_WORKING DATA_:
*** Begin section ***
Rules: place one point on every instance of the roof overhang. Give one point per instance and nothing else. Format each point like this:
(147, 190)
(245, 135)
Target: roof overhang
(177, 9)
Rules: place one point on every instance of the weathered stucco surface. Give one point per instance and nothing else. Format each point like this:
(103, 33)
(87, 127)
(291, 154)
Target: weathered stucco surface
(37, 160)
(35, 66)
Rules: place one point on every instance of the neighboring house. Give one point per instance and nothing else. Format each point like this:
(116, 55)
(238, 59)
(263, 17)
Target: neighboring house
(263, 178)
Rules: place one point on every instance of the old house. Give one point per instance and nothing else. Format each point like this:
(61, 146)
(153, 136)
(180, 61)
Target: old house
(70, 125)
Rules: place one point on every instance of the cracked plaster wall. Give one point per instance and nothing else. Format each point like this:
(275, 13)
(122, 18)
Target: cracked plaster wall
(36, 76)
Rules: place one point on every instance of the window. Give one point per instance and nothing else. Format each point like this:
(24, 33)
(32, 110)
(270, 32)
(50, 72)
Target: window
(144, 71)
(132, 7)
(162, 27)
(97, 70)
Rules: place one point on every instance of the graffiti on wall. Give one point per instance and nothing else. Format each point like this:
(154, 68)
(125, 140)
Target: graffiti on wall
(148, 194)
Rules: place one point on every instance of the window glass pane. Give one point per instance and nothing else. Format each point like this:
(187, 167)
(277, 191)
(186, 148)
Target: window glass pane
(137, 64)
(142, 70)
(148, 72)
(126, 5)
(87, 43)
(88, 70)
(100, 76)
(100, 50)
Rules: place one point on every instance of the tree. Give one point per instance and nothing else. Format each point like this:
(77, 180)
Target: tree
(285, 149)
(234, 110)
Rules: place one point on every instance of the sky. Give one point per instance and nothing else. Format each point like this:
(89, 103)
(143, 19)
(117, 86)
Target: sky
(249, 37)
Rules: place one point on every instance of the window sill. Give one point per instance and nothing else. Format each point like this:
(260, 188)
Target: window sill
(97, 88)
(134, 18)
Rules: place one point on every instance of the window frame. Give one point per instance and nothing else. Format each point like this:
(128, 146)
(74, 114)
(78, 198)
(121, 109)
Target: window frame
*** End section ***
_PROBLEM TO WORK ON_: Repeat all the lines above, keeping them exactly as they are.

_REPLY TO THE TASK_:
Rules: place one point on every instance of the roof overhang. Give one point per instance and nothing else. Format each point like this:
(147, 190)
(245, 135)
Target: roof overhang
(177, 9)
Rules: place one point on every instance of the weathered stucco surface. Give one point per instance and nothing else. Format each point like this:
(103, 33)
(87, 127)
(291, 154)
Target: weathered stucco surface
(37, 160)
(35, 66)
Rules: place one point on every instance of the neighboring house. Give one point per instance and nothing else. Format each point like this:
(116, 55)
(238, 59)
(263, 17)
Target: neighboring house
(263, 178)
Rules: place one point on every instance of the old house. Give one point per instance and nothing else. Format each point like this:
(61, 146)
(153, 136)
(180, 61)
Target: old house
(70, 125)
Rules: place one point on every instance of the cracked plaster wall. Give one point per instance and nothing else. Format each point like this:
(275, 13)
(122, 18)
Target: cracked plaster wall
(36, 76)
Rules: place one point on every instance of the window. Give one point per instance and nothing else. Format each point like this:
(24, 33)
(32, 110)
(270, 32)
(50, 72)
Target: window
(144, 71)
(132, 7)
(162, 27)
(97, 70)
Rules: place one point on every instance of the graffiti on wall. Give one point per instance and nothing else. Format each point like this:
(154, 68)
(125, 140)
Target: graffiti on wall
(148, 194)
Rules: place one point on every instance of the window glass pane. Give one point per instance and nothing else. Format each point like this:
(187, 167)
(277, 191)
(186, 148)
Target: window glass pane
(137, 64)
(142, 70)
(148, 72)
(126, 5)
(87, 43)
(88, 70)
(100, 76)
(100, 50)
Rules: place one point on every instance of the tree. Give one point per instance and nothing else. Format each point like this:
(77, 180)
Target: tree
(285, 149)
(234, 110)
Rules: place one point on every instance of the sky. Give one point per instance and nothing else. Format each point like this:
(89, 103)
(143, 19)
(117, 86)
Target: sky
(249, 37)
Rules: place one point on every instance of the window sill. Give one point per instance and nothing else. Format each point like this:
(260, 188)
Target: window sill
(97, 88)
(134, 18)
Rules: place one point on every instance of the window frame. Give one point per instance and nothing else. Format each point like this:
(128, 146)
(74, 114)
(78, 198)
(121, 109)
Target: window frame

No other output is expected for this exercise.